* _PAGE EXCERPT_:
******************************

Guy says: "An alligator?"

Woman says: "Close enough"

Saturday, November 17, 2007

Beer Troubleshooting 2

Symptom: Room seems unusually dark.
Fault: Bar has closed.
Action: Confirm home address with bartender, take taxi home.

Symptom: Truck suddenly takes on colorful aspect and textures.
Fault: Beer consumption has exceeded personal limitations.
Action: Cover mouth.

Symptom: Everyone looks up to you and laughs.
Fault: You are dancing on the table.
Action: Fall on somebody cushy looking.

Symptom: Beer is crystal clear.
Fault: It's water. Somebody is trying to sober you up.
Action: Punch him.

Symptom: Hands hurt, nose hurts, mind unusually clear.
Fault: You have been in a fight.
Action: Apologize to everyone you see, just in case it was them.

Symptom: Don't recognize anyone, don't recognize the room you're in.
Fault: You've wandered into the wrong party.
Action: See if they have free beer.

Symptom: Your singing sounds distorted.
Fault: The beer is too weak.
Action: Have more beer until your voice improves.

Symptom: Don't remember the words to the song.
Fault: Beer is just right.
Action: Play air guitar.

Symptom: Cold and unable to unlock door to hotel room.
Fault: Woke up in hotel room, got up to go to bathroom and chose wrong door.
Action: Knock loudly on door to wake sleeping wife. If this fails, find hotel worker to unlock door for you.

Friday, November 16, 2007

A Really Bad Day

There was this guy at a bar, just looking at his drink. He stays like that for half of an hour.

Then, this big trouble-making truck driver steps next to him, takes the drink from the guy, and just drinks it all down. The poor man starts crying. The truck driver says, "Come on man, I was just joking. Here, I'll buy you another drink. I just can't stand to see a man cry."

"No, it's not that. This day is the worst of my life. First, I fall asleep, and I go late to my office. My boss, outrageous, fires me. When I leave the building, to my car, I found out it was stolen. The police said that they can do nothing. I get a cab to return home, and when I leave it, I remember I left my wallet and credit cards there. The cab driver just drives away."

"I go home, and when I get there, I find my wife in bed with the gardener. I leave home, and come to this bar. And just when I was thinking about putting an end to my life, you show up and drink my poison."

Thursday, November 15, 2007

The Blind Merman

A blind merman swims into a bar and orders a glass of clam juice, when the bar tender returns the blind merman asks if he would like to hear a blond joke?

The bar tender leans over the bar and says, "Before you do I must warn you! Over there at the end of the bar is king Neptune's ex-captain of the guards who was fired today, he is blonde. At the other end of the bar is a professional hitshark, he is blonde. My 480 lb door man is in a bad mood because a blind shark ate his wife 3 days ago, she was blonde. I lost my scalp to a sword fish 3 weeks ago, I was also blonde".

He than asks the blind merman if he still wanted to tell his joke.

The blind merman feels his watch while he is in thought, he then replies, "I'd like to share a joke with you guys, but unfortunately I have to leave here in 3 hours and don't have the time to explain it you all you blondes."

Wednesday, November 14, 2007

10 Shots of Whiskey

There was this man who walked into a bar and says to the bartender, "10 shots of whiskey".

The bartender asks, "What's the matter?"

The man says, "I found out my brother is gay and marrying my best friend."

The next day the same man comes in and orders 12 shots of whiskey.

The bartenders asks, "What's wrong this time?"

The man says, "I found out that my son is gay."

The next day the same man comes in the bar and orders 15 shots of whiskey.

Then the bartender asks, "Doesn't anyone in your family like women?"

The man looks up and says, "Apprently my wife does."

Bad Taste

A young man walked up and sat down at the bar. "What can I get you?" the bartender inquired.

"I want 6 shots of Jagermeister," responded the young man.

"6 shots?!? Are you celebrating something?"

"Yeah, my first blowjob," the man answered.

"Well, in that case, let me give you a 7th on the house."

"No offence, sir. But if 6 shots won"t get rid of the taste, nothing will."

******************************

* _Collection entries_:
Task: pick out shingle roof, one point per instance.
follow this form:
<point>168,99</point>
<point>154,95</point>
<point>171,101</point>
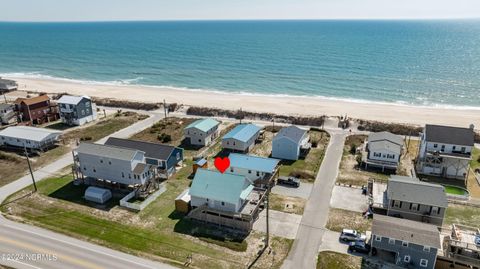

******************************

* _WORK ITEM A_: In the joke page, how many shots of whiskey does the man order the first time he walks into the bar?
* _WORK ITEM B_: Rewrite the part of the joke page that opens with the words "Thursday, November 15, 2007" and closes with "a blond joke?", replacing "clam juice" with "kelp juice".
The listing is not needed for this work.

* _WRITTEN ANSWER A_: 10 shots of whiskey.

* _WRITTEN ANSWER B_:
Thursday, November 15, 2007

The Blind Merman

A blind merman swims into a bar and orders a glass of kelp juice, when the bar tender returns the blind merman asks if he would like to hear a blond joke?